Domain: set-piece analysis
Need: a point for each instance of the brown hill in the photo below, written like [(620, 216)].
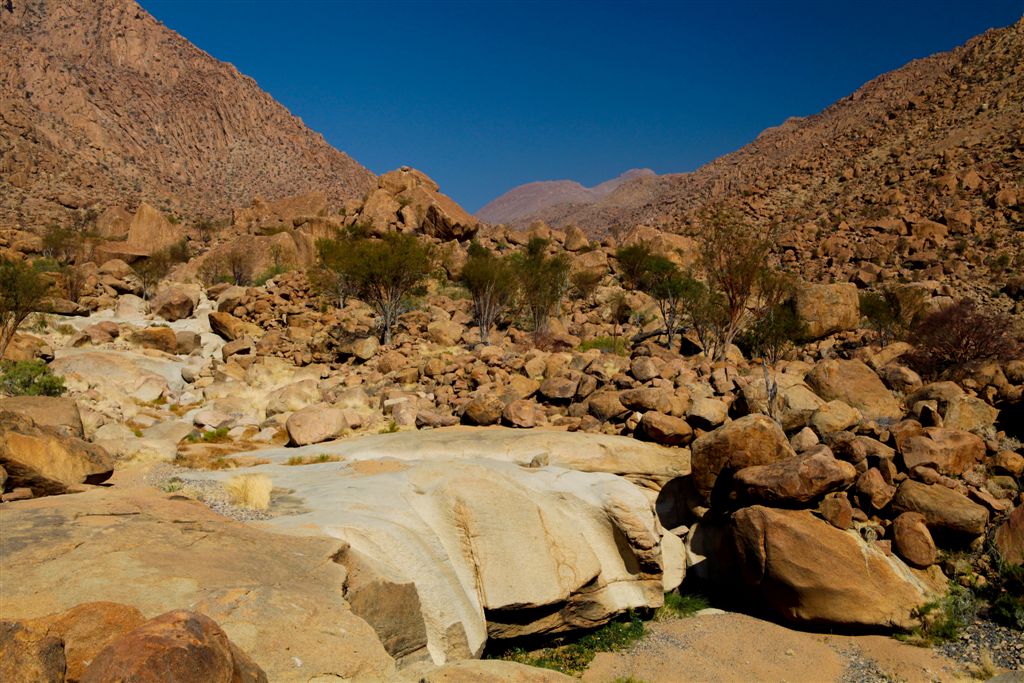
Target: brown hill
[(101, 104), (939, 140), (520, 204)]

==

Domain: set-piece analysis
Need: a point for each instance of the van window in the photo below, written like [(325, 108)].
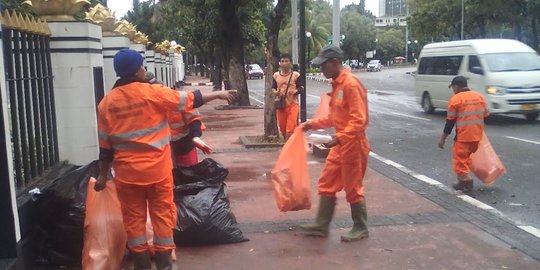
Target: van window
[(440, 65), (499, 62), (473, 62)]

(REQUIREMENTS) Pull out each line in the rows above that contains the string "photo", copying it in full. Case matters.

(EXERCISE OUTPUT)
Need: a point for each instance of the brown hill in the photo below, written like [(620, 216)].
Need: a point for each instance of the van window in the photo below, written like [(325, 108)].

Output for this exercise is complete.